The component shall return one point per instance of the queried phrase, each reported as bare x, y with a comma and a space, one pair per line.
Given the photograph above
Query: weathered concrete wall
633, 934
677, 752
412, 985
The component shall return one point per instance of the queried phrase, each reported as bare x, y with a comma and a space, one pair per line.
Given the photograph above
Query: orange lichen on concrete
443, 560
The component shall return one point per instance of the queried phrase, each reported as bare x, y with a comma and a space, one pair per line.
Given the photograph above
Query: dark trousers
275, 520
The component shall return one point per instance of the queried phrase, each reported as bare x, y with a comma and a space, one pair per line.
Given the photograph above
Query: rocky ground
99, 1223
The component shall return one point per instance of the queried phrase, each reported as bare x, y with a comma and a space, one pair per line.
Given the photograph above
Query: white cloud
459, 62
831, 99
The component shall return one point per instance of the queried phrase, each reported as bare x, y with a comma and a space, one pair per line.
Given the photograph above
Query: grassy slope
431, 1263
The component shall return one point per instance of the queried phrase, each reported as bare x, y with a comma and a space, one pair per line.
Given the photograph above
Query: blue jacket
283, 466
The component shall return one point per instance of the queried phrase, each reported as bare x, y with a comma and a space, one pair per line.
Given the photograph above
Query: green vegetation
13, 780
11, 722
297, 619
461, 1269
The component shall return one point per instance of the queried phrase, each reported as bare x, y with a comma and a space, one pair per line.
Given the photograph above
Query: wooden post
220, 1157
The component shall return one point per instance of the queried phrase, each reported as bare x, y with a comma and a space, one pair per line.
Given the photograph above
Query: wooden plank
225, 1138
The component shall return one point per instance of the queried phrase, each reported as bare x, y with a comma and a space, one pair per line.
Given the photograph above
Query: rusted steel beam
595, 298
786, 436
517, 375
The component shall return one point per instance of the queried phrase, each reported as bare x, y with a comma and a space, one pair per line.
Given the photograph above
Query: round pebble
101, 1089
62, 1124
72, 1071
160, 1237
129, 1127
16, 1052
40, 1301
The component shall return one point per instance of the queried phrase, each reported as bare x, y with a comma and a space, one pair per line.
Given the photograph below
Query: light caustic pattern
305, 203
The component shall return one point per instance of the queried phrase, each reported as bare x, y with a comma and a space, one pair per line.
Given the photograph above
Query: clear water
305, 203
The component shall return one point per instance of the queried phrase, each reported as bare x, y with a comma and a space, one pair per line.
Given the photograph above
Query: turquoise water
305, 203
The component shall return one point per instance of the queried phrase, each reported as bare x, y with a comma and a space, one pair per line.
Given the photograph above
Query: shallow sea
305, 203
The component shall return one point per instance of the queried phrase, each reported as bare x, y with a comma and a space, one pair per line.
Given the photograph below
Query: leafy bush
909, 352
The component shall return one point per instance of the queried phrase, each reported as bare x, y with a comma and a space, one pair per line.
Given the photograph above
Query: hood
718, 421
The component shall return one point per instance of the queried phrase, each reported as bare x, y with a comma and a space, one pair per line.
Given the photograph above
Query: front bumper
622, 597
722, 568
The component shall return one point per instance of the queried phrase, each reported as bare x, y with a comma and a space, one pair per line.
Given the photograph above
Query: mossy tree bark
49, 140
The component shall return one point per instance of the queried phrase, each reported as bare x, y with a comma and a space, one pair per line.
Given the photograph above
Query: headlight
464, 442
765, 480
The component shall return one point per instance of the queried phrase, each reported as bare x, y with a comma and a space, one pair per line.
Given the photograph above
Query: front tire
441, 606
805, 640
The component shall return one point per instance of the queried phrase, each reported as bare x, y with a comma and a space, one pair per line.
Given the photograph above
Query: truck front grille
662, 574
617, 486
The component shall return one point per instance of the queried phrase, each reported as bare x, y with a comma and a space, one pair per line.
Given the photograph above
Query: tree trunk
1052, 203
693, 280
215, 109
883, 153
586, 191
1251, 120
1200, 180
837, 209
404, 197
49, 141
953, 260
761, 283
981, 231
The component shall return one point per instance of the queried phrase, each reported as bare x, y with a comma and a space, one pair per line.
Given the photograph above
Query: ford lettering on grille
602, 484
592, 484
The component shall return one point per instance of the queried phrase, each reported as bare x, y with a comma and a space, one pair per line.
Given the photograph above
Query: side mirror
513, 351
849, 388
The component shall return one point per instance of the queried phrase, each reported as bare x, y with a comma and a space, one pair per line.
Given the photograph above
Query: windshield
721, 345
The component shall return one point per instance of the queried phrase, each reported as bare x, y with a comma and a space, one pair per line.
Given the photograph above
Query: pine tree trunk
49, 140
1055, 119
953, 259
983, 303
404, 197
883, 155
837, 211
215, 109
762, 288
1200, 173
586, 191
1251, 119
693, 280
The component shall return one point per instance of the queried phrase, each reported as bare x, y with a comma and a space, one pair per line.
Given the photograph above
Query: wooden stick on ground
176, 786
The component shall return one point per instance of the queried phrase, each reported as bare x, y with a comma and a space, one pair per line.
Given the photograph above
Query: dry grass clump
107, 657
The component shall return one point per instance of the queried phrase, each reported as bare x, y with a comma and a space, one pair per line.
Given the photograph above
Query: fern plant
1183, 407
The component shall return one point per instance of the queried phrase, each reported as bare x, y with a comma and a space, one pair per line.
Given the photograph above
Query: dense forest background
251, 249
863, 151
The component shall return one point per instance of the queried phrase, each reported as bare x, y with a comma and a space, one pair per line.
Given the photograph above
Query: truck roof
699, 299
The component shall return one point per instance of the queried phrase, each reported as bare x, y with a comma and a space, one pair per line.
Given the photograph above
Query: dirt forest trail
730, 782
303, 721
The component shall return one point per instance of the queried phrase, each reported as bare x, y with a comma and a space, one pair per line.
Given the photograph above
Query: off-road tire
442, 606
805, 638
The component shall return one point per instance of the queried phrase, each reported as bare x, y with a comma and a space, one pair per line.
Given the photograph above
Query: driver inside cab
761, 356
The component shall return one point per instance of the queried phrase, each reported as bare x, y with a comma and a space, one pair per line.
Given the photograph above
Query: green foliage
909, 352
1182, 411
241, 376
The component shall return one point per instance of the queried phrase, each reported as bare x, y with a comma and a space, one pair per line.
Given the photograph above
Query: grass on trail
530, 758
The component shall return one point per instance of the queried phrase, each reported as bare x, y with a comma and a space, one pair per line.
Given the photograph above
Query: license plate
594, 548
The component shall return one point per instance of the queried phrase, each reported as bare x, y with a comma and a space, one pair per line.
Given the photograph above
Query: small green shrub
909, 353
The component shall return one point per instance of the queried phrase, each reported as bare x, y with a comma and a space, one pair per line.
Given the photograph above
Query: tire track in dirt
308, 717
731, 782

^^^^^^^^

• WRITTEN PROBLEM:
Pick out each line in the records that contains the word "concrete", and copy every such line out in full.

• EXERCISE SOLUTION:
Query: weathered concrete wall
Query: orange lichen on concrete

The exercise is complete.